[A run of records]
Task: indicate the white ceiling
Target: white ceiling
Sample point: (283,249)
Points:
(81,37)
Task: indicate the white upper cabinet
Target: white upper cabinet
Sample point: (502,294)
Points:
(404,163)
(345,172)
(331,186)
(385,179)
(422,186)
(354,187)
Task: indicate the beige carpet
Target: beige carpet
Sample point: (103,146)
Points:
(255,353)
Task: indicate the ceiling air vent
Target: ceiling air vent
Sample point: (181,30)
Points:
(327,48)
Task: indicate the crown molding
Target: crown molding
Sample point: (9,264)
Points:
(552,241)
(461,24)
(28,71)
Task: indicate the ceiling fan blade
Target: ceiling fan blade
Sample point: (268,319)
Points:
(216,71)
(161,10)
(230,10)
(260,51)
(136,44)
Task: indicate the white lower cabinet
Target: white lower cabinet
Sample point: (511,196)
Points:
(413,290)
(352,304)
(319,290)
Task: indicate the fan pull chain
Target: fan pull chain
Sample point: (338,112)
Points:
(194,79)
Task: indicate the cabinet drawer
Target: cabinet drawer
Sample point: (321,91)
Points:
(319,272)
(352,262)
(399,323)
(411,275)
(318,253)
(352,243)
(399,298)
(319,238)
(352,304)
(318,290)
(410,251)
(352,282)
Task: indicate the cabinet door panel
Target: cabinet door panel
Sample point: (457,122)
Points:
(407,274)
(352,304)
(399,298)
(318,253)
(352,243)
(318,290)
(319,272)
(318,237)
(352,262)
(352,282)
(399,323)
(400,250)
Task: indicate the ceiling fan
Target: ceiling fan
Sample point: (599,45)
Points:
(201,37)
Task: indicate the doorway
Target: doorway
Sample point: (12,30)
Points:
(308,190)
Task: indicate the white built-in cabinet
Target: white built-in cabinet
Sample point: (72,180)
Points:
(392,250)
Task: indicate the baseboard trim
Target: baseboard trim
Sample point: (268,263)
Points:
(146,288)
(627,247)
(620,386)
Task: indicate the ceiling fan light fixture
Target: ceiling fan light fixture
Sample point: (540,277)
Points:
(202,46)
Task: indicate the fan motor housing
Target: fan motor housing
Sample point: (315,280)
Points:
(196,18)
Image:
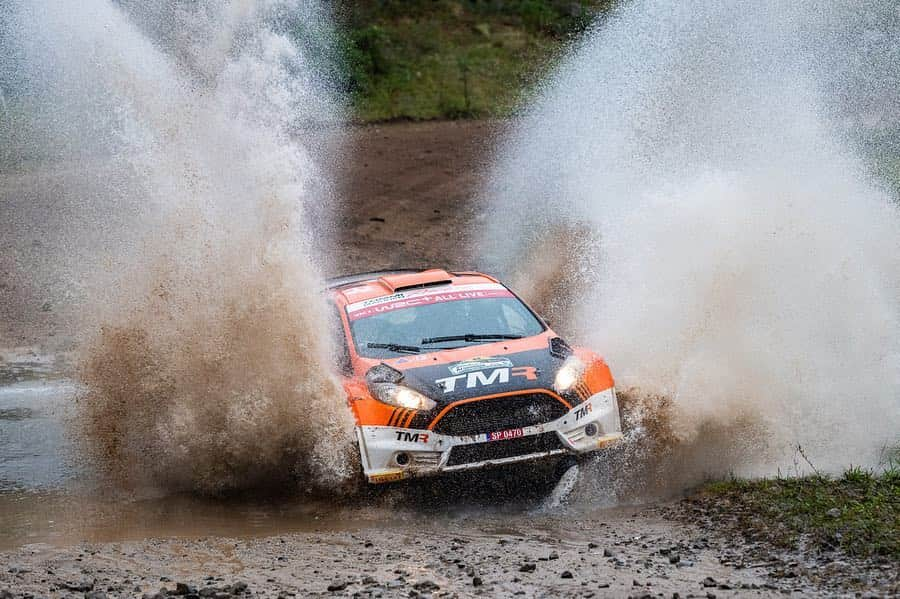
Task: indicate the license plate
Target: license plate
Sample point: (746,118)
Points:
(504,435)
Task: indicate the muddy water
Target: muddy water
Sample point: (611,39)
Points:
(48,497)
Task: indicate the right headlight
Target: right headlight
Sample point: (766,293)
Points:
(569,374)
(401,396)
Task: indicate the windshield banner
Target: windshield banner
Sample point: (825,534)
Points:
(422,297)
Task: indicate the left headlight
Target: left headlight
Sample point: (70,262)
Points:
(569,374)
(401,396)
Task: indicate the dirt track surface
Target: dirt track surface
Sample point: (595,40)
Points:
(408,191)
(621,553)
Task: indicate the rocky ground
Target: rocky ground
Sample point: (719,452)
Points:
(615,553)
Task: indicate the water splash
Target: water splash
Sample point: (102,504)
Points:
(187,184)
(740,261)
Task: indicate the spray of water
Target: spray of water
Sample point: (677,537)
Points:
(173,144)
(734,259)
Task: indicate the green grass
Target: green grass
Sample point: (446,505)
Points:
(442,59)
(858,513)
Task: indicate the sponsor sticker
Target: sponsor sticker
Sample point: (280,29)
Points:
(412,437)
(583,411)
(479,364)
(423,297)
(484,378)
(514,433)
(387,477)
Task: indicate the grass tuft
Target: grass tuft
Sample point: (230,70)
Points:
(858,513)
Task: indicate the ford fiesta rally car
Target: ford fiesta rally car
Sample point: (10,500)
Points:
(448,372)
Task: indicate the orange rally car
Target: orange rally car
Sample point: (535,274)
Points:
(452,371)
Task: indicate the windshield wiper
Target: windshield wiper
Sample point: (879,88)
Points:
(470,337)
(410,349)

* SET PROBLEM *
Using the material above, set down every line exactly, but skip the pictures.

* THE RESULT *
Task: indicate the white ceiling
Target: white ceiling
Sample point: (283,249)
Points:
(81,37)
Task: indicate the white upper cabinet
Target: white upper cabinet
Sample point: (502,294)
Points:
(404,163)
(345,172)
(331,186)
(385,179)
(422,186)
(354,187)
Task: indicate the beige carpet
Target: beige carpet
Sample point: (103,146)
Points:
(255,353)
Task: indicate the ceiling air vent
Target: ceiling air vent
Sample point: (181,30)
Points:
(327,48)
Task: indicate the crown molding
Target: crown molding
Sample point: (9,264)
Points:
(552,241)
(461,24)
(28,71)
Task: indicate the ceiling fan blade
Target: ceiling fan blade
Sample point: (268,319)
Points:
(216,71)
(161,10)
(230,10)
(260,51)
(136,44)
Task: indicate the white lower cabinet
Target: white lower cabinet
Sample point: (511,196)
Points:
(413,290)
(352,304)
(319,290)
Task: indicate the fan pull chain
Target: fan pull chain
Sample point: (338,112)
Points:
(194,79)
Task: indicate the cabinet drawer
Target: cabinet drawer
Sample point: (321,91)
Points:
(319,272)
(352,262)
(399,323)
(411,275)
(318,253)
(352,243)
(399,298)
(319,238)
(352,304)
(318,290)
(410,251)
(352,282)
Task: indicate the cabinet door panel
Target: cabinet door panel
Sample point: (457,122)
Points:
(407,274)
(352,304)
(399,298)
(318,253)
(352,243)
(318,290)
(319,272)
(318,237)
(352,262)
(352,282)
(399,323)
(400,250)
Task: indicate the ceiling fan
Target: ceiling fan
Sample point: (599,45)
Points:
(201,37)
Task: indicate the doorway
Target: doorway
Sample point: (12,30)
Points:
(308,190)
Task: indicate the white built-in cabinet
Target: white built-in cabinet
Sample point: (72,180)
Points:
(392,250)
Task: indicate the baseboard trim
Target: baseboard trim
Sample point: (268,263)
Points:
(146,288)
(627,247)
(620,386)
Task: indicate the ceiling fan light fixture
Target: ceiling fan light fixture
Sample point: (540,277)
Points:
(202,46)
Task: indicate the fan motor housing
Target: fan motor housing
Sample point: (315,280)
Points:
(196,18)
Image:
Task: indicate the license plate
Target: license plate
Sample point: (746,118)
Points:
(504,435)
Task: indicate the muddy water
Target: muddy water
Sample point: (611,39)
Points:
(48,497)
Task: indicate the right headlight
Target: right headlight
Sample point: (766,293)
Points:
(569,374)
(401,396)
Task: indicate the windshield banner
Target: windshield banner
Sample point: (825,534)
Points:
(422,297)
Task: indicate the left headlight
Target: left headlight
Sample point: (70,262)
Points:
(569,374)
(401,396)
Task: indicate the dirt track surface
Target: dirt track surface
Sample point: (595,40)
Points:
(408,191)
(621,553)
Task: indicate the rocky ground
Target: rocky ground
Sample point: (719,452)
Points:
(615,553)
Task: indicate the water splash
Target: water splash
Sample point: (102,504)
Points:
(187,184)
(740,261)
Task: indicate the spray of water
Target: spray of water
Sample point: (677,537)
Points:
(173,144)
(734,259)
Task: indicate the green grass
Target: green grass
Sample point: (446,505)
Points:
(442,59)
(858,513)
Task: indicate the sponsor sticker
Target: sponsor sticker
Sample point: (280,29)
Points:
(412,437)
(583,411)
(479,364)
(423,297)
(484,378)
(514,433)
(387,477)
Task: indicate the grass tuft
Target: grass tuft
Sample point: (230,70)
Points:
(858,513)
Task: indicate the ford fiesta rally car
Target: ford fiesta rally car
Sample point: (10,500)
Points:
(448,372)
Task: indicate the orange rally car
Target: orange rally car
Sample point: (535,274)
Points:
(452,371)
Task: indicate the windshield wiper
Target: windshield wiper
Sample point: (879,88)
Points:
(470,337)
(410,349)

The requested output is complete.